• [Texte fourni]:
=====
C. APPEL DE RICHARD LOVE

7. M. Love a le droit de déduire, dans le calcul de son revenu, une perte d'entreprise de 22 415 $ dans l'année d'imposition 1991, ce montant représentant sa part de la perte subie par le Rosemount au titre de la réduction de la valeur des biens figurant dans l'inventaire en 1991.

[...]

D. APPEL DE KIMBALL SCALES

10. M. Scales a le droit de déduire, dans le calcul de son revenu, une perte d'entreprise de 22 415 $ dans l'année d'imposition 1991, ce montant représentant sa part de la perte subie par le Rosemount au titre de la réduction de la valeur des biens figurant dans l'inventaire en 1991.

[...]

[5] Il reste à trancher la question des participations détenues dans une cotenance dans le cadre d'un projet appelé le Wellington Centre for Seniors (le “ Wellington Centre ”). La question de la cotenance a été discutée dans la décision Grant, précitée, en ce qui concerne l'appelant Markell. Celui-ci avait déclaré une perte déductible au titre d'un placement d'entreprise (PDTPE) concernant le Wellington Centre. La PDTPE a été rejetée pour le motif qu'elle ne répondait pas au critère établi en vertu de la loi. Étant donné qu'une PDTPE découle d'une perte en capital, les appelants ont essayé, au cours de leur argumentation, de faire valoir qu'ils avaient plutôt subi une perte d'entreprise. Ce changement tardif n'a pas été accepté.

[6] Les faits pertinents exposés dans l'avis d'appel sont libellés comme suit :

[TRADUCTION]

6. En plus de s'occuper de la mise en marché de Rosemount, RPIM et MM. Lucas et Simpson étaient associés à au moins 17 autres sociétés immobilières en commandite, cotenances, projets de lotissement et d'aménagement, dont le Wellington Centre for Seniors (voir ci-après).

[...]

b) Le Wellington Centre for Seniors

21. En ce qui concerne le Wellington Centre for Seniors (le “ Wellington ”), il avait initialement été prévu de construire un immeuble d'habitation condominial pour personnes âgées comprenant 103 appartements et quatre unités commerciales.

22. Les âmes dirigeantes du Wellington étaient Glenn Lucas et Walter Wainman, lesquels avaient chacun, comme il est mentionné au paragraphe 2 qui précède, une longue et vaste expérience des opérations immobilières.

23. Le constructeur et gestionnaire du Wellington était RPIM, qui, comme il est mentionné au paragraphe 4 qui précède, était assujettie à l'autorité de M. Lucas et participait à de nombreux projets immobiliers.

24. Une autre âme dirigeante du Wellington était Gary Simpson, qui, comme il est mentionné au paragraphe 5 qui précède, était un actionnaire de RPIM et avait de l'expérience des opérations immobilières.
=====
• [Données fournies]:
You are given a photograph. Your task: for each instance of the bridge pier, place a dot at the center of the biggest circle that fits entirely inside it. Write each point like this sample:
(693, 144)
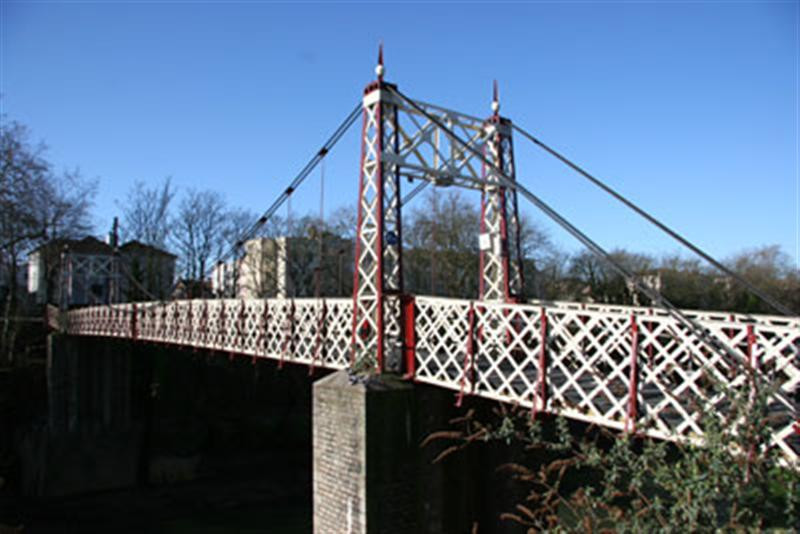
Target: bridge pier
(366, 455)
=====
• [Défis à relever]:
a - Dans le texte fourni, recopiez le passage commençant par "6. En plus de" et se terminant par "Seniors (voir ci-après).", en remplaçant "mise en marché" par "commercialisation".
b - D'après le texte fourni, combien d'appartements l'immeuble du Wellington Centre for Seniors devait-il initialement comprendre ?
c - Rédigez la suite du texte fourni sur les appels concernant le Wellington Centre for Seniors, à partir de sa dernière phrase.

• [Corrigé]:
a -
6. En plus de s'occuper de la commercialisation de Rosemount, RPIM et MM. Lucas et Simpson étaient associés à au moins 17 autres sociétés immobilières en commandite, cotenances, projets de lotissement et d'aménagement, dont le Wellington Centre for Seniors (voir ci-après).

b - 103 appartements, en plus de quatre unités commerciales.

c -
25. Le terrain sur lequel le Wellington devait être construit a été acheté par Wellington Retirement Centre Inc., qui appartenait à MM. Lucas, Wainman et Simpson, ainsi qu'à un autre particulier.

26. En outre, plusieurs personnes qui ont acquis des participations dans le Wellington avaient de l'expérience des opérations immobilières, et plusieurs autres participaient à un certain nombre d'autres opérations immobilières soit comme spéculateurs, soit comme agents immobiliers.

27. Aux termes du projet initial, chaque personne acquérant une participation dans le Wellington devait verser un dépôt relativement à une unité condominiale et détenir le titre de cette unité une fois l'immeuble enregistré; en outre, chaque acheteur devenait un tenant commun avec tous les autres acheteurs ainsi qu'avec le Wellington Retirement Centre Inc. relativement aux participations invendues dans les terrains.

28. La propriété comme telle, ou l'unité de chaque acheteur, était censée être transférée dès que la construction du Wellington serait achevée.

29. Le terrain sur lequel le Wellington devait être construit a été acquis en grande partie par emprunt.

30. Une demande de permis de bâtir a été soumise à la Ville d'Ottawa en mars 1988, et un permis de bâtir le Wellington a finalement été délivré en décembre 1988 environ.

31. Entre-temps, le gouvernement de l'Ontario avait modifié les règles régissant les projets immobiliers comme le projet Wellington, de sorte que la vente des unités du Wellington, nécessaire au financement de la construction de l'immeuble, a cessé.

32. En outre, d'autres résidences neuves pour personnes âgées avaient ouvert leurs portes et se livraient une vive concurrence entre elles.

33. Pour toutes les raisons mentionnées aux paragraphes 30 à 32 qui précèdent, et parce qu'il était impossible de trouver des fonds pour construire l'immeuble, il a été déterminé que le projet initial de construction du Wellington ne pouvait être réalisé.

34. En 1990, on a projeté de vendre la propriété à une société immobilière en commandite afin de réunir des fonds pour racheter les participations des acquéreurs initiaux et réaliser le projet; cependant, l'idée de la société en commandite a dû être abandonnée par manque d'intérêt.

35. Par la suite, en 1991, le créancier hypothécaire de premier rang a saisi le bien hypothéqué.

36. L'appelant avait acquis sa participation dans le Wellington en novembre 1987 environ, et il avait financé son achat entièrement par emprunt.

37. L'appelant comptait vendre l'unité condominiale qu'il possédait dans le Wellington dès qu'il en aurait pris le titre, si la propriété comme telle n'avait pas d'abord été vendue.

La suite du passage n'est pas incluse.